**Exercise prompt:** Turn all of the records below into a Markdown table with the columns "No." and "Entry," giving each non-blank line its own numbered row and skipping blank lines. Leave the pictures out of the table.

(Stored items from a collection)
▬▬▬▬▬▬
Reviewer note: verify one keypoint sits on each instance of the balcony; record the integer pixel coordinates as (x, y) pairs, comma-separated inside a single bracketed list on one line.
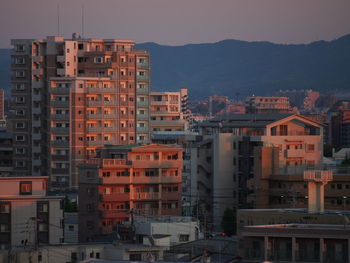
[(101, 90), (60, 90), (56, 157), (142, 64), (157, 102), (119, 197), (36, 149), (110, 116), (146, 196), (36, 136), (171, 196), (36, 84), (93, 103), (110, 163), (141, 129), (142, 103), (141, 78), (60, 185), (37, 72), (36, 162), (61, 130), (93, 143), (36, 110), (37, 59), (60, 116), (108, 103), (64, 171), (142, 116), (36, 97), (60, 103), (171, 212), (94, 116), (94, 129), (295, 153), (142, 91), (61, 59), (61, 72), (60, 143), (109, 129), (146, 212), (115, 180), (114, 214)]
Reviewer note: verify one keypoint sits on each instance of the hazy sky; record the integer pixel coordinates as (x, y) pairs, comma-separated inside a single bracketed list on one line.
[(177, 22)]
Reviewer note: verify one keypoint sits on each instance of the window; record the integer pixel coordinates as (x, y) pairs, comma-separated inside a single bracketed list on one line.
[(20, 125), (25, 188), (184, 238), (20, 138), (310, 148), (20, 150), (20, 48), (20, 164), (43, 207), (20, 74), (283, 130), (135, 257), (19, 86), (4, 208), (19, 61), (4, 228), (98, 59), (20, 112)]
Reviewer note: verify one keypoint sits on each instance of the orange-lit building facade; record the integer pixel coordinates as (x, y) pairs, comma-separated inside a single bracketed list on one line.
[(44, 73), (28, 216), (129, 180)]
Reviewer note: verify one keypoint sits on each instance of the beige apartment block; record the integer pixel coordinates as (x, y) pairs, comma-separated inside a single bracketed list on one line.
[(169, 111), (258, 105), (28, 216), (231, 158)]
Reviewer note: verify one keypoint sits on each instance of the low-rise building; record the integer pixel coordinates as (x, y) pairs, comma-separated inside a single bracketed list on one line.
[(179, 229), (296, 243), (28, 216), (125, 181), (83, 252)]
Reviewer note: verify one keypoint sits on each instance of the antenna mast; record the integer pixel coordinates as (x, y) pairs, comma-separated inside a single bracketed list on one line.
[(58, 19), (82, 20)]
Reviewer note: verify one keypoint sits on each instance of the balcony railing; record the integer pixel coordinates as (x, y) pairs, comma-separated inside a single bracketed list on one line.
[(109, 162)]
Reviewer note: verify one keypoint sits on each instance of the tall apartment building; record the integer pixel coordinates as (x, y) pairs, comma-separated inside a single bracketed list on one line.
[(28, 216), (123, 181), (232, 149), (33, 63), (2, 105), (6, 153), (268, 105), (169, 111), (36, 62)]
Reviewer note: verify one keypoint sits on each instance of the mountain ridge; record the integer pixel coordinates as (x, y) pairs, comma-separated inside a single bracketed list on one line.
[(234, 66)]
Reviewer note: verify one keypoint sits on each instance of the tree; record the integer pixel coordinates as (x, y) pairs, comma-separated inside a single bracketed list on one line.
[(228, 222)]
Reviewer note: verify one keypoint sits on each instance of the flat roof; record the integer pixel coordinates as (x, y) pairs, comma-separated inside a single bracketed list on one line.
[(298, 211)]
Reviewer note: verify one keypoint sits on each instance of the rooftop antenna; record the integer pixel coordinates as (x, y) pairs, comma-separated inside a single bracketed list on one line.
[(58, 19), (82, 20)]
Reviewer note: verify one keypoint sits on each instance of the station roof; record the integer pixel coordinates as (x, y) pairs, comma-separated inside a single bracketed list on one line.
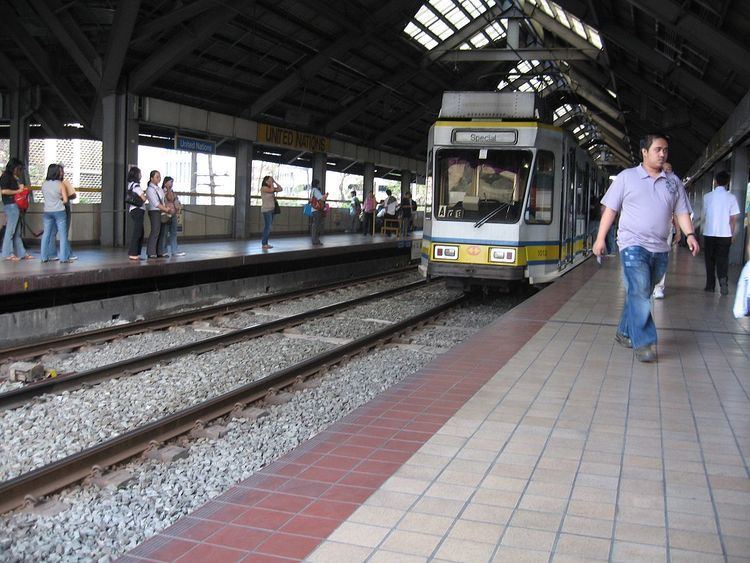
[(373, 71)]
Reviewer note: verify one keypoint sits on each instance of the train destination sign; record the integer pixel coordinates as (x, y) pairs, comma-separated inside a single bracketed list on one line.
[(269, 134), (194, 145), (484, 137)]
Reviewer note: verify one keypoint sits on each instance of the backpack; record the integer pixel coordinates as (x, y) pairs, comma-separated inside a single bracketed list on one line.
[(22, 199), (132, 197)]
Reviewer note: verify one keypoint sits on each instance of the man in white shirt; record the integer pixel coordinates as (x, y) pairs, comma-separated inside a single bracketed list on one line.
[(720, 210)]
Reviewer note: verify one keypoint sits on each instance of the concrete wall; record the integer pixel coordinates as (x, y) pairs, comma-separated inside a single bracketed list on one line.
[(200, 221)]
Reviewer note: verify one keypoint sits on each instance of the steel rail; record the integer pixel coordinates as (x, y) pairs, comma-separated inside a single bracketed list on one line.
[(24, 394), (62, 473), (97, 336)]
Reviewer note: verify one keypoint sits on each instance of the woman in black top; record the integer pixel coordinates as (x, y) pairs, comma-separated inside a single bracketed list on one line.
[(13, 248)]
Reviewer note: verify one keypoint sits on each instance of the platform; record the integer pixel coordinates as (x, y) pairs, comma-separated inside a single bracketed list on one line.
[(108, 265), (539, 439)]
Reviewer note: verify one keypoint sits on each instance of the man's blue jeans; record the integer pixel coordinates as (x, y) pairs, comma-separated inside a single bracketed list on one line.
[(641, 270)]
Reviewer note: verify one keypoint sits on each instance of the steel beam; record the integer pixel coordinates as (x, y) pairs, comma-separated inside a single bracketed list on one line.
[(686, 81), (38, 58), (697, 31), (122, 29), (489, 55), (392, 84), (172, 18), (72, 40), (591, 92), (200, 29), (568, 35)]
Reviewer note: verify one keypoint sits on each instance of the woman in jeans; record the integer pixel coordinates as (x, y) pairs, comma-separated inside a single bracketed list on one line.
[(55, 219), (156, 206), (268, 189), (136, 214), (13, 248)]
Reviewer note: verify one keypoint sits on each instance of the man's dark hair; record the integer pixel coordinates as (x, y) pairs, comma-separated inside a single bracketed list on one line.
[(722, 178), (134, 174), (649, 139)]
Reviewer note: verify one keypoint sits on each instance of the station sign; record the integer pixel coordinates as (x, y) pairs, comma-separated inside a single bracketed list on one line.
▬▬▬▬▬▬
**Exercise solution:**
| No. | Entry |
|---|---|
| 1 | Reviewer note: verify one keypoint sits on each instance of the balcony; record the integer pixel coordinates as (x, y) pairs, comma-separated inside a single bracketed list on one line. |
| 2 | [(101, 90), (60, 90), (56, 157), (142, 64), (157, 102), (119, 197), (36, 149), (110, 116), (146, 196), (36, 136), (171, 196), (36, 84), (93, 103), (110, 163), (141, 129), (142, 103), (141, 78), (60, 185), (37, 72), (36, 162), (61, 130), (93, 143), (36, 110), (37, 59), (60, 116), (108, 103), (64, 171), (142, 116), (36, 97), (60, 103), (171, 212), (94, 116), (94, 129), (295, 153), (142, 91), (61, 59), (61, 72), (60, 143), (109, 129), (146, 212), (115, 180), (114, 214)] |
| 3 | Reviewer note: verify one keypoint sits on each instance of the hazy sky; record the integer pixel coordinates as (x, y) pairs, comma-separated inside a single bracketed list on one line. |
| 4 | [(177, 22)] |
| 5 | Reviewer note: verify one keypoint sits on each instance of the window; record the integer pixel coordinates as (x, y) pairs, comma-separated inside a single bracketed list on one line. |
| 6 | [(20, 125), (25, 188), (184, 238), (20, 138), (310, 148), (20, 150), (20, 48), (20, 164), (43, 207), (20, 74), (283, 130), (135, 257), (19, 86), (4, 208), (19, 61), (4, 228), (98, 59), (20, 112)] |
| 7 | Reviewer note: verify one keypoint sits on each instance of the orange-lit building facade; record the integer pixel coordinates as (x, y) pairs, comma-separated inside a single bracketed list on one line. |
| 8 | [(44, 73), (28, 216), (129, 180)] |
| 9 | Reviewer note: verify one keypoint sits on each instance of the beige apartment block; record the integer pixel coordinates as (x, y) pairs, comma-separated inside a single bracketed list on one line. |
| 10 | [(169, 111), (258, 105), (28, 216), (231, 158)] |
| 11 | Reviewer note: verify one keypoint sits on each instance of the low-rise building; record the integer pixel coordinates as (x, y) pairs, comma-separated inside a single bracketed list on one line. |
| 12 | [(179, 229), (296, 243), (28, 216), (125, 181), (83, 252)] |
| 13 | Reviewer note: verify one keypoint sits on each instance of the antenna mast; record the integer pixel coordinates as (x, y) pairs, comma-separated inside a single bracketed list on one line. |
| 14 | [(58, 19), (82, 20)] |
| 15 | Reviewer note: verify one keypoint sits on each instance of the balcony railing; record the integer pixel coordinates as (x, y) pairs, comma-separated inside a single bracketed list on one line. |
| 16 | [(109, 162)] |
| 17 | Reviewer note: verify one keypoint sits on each instance of the tall apartment building; record the integer pixel coordinates as (x, y) pairs, comma-separated inside a single bracketed list on one line. |
| 18 | [(28, 216), (123, 181), (232, 149), (33, 63), (2, 105), (6, 153), (268, 105), (169, 111), (36, 62)] |
| 19 | Reviewer note: verify one keypoint sits on each instance of the mountain ridge; record the integer pixel coordinates as (x, y) pairs, comma-separated inside a single bracketed list on one line. |
| 20 | [(234, 66)] |
| 21 | Reviewer note: verify one keypoint sits on each instance of the tree; record the integer pixel coordinates as (x, y) pairs, comma-separated inside a single bracketed list on one line. |
| 22 | [(228, 222)] |
| 23 | Reviewer note: verify one keypoint sits on each instance of the flat roof; record the integer pixel coordinates as (x, y) pairs, comma-separated inside a single bracketed list on one line. |
| 24 | [(298, 211)] |
| 25 | Reviewer note: verify one keypoint sits on each instance of the rooftop antenna; record the integer pixel coordinates as (x, y) pairs, comma-separated inside a single bracketed list on one line. |
| 26 | [(58, 19), (82, 20)] |
| 27 | Reviewer note: verify one keypoint sits on each instance of the station roof; record the integer pixel coordinates as (x, y) pairs, comma-separated inside a single bracketed list on one line. |
| 28 | [(373, 71)] |
| 29 | Reviewer note: verify one keypoint sits on each instance of the train destination sign; record the integer pixel coordinates as (x, y) pairs, comma-separated inside a single bracketed list on one line. |
| 30 | [(269, 134), (194, 145), (484, 137)] |
| 31 | Reviewer note: verify one keypoint sits on each instance of the backpack; record the integer pixel coordinates as (x, y) pairs, comma-separated inside a single bracketed list on one line. |
| 32 | [(22, 199), (132, 197)] |
| 33 | Reviewer note: verify one keypoint sits on each instance of the man in white shirt; record the integer pixel coordinates as (x, y) pairs, comma-separated inside a single bracketed list on one line. |
| 34 | [(720, 210)] |
| 35 | Reviewer note: verify one keypoint sits on each instance of the concrete wall; record the integer pixel coordinates as (x, y) pairs, comma-separated inside a single bracketed list on one line. |
| 36 | [(200, 221)] |
| 37 | Reviewer note: verify one keypoint sits on each instance of the steel rail; record the integer pixel coordinates as (x, y) pairs, comma-separated inside a single bracketed list on one line. |
| 38 | [(24, 394), (62, 473), (97, 336)] |
| 39 | Reviewer note: verify one keypoint sits on each instance of the woman in black top; record the integer pixel coordinates as (x, y) pairs, comma-separated inside a single bracketed list on one line. |
| 40 | [(13, 248)] |
| 41 | Reviewer note: verify one keypoint sits on each instance of the platform; record the integer pixel coordinates as (x, y) pairs, comma-separated inside a single bracketed list on one line. |
| 42 | [(108, 265), (539, 439)] |
| 43 | Reviewer note: verify one keypoint sits on each instance of the man's blue jeans; record the integer pixel coordinates as (x, y) pairs, comma-separated inside a single bracketed list on one line. |
| 44 | [(641, 270)] |
| 45 | Reviewer note: verify one keypoint sits on each instance of the steel beam; record the integer pixel coordinates as (x, y) pairs, comma-separated inside a single bracketed list on one line. |
| 46 | [(686, 81), (38, 58), (697, 31), (122, 29), (489, 55), (392, 84), (172, 18), (72, 40), (591, 92), (200, 29), (568, 35)] |
| 47 | Reviewer note: verify one keypoint sits on each instance of the woman in jeans; record the integer pixel coordinates as (x, y) pairs, comma-separated inside a single bracketed list on one line. |
| 48 | [(55, 219), (156, 206), (268, 189), (136, 214), (13, 248)] |
| 49 | Reviewer note: verify one keypoint sits on each instance of the man's dark hair; record the integer pixel coordinates as (x, y) pairs, comma-separated inside a single bracketed list on one line. |
| 50 | [(722, 178), (134, 174), (649, 139)] |
| 51 | Reviewer note: verify one keypoint sits on each instance of the station sign; record the integer pixel coordinates as (x, y) pairs, comma-separated inside a single bracketed list on one line. |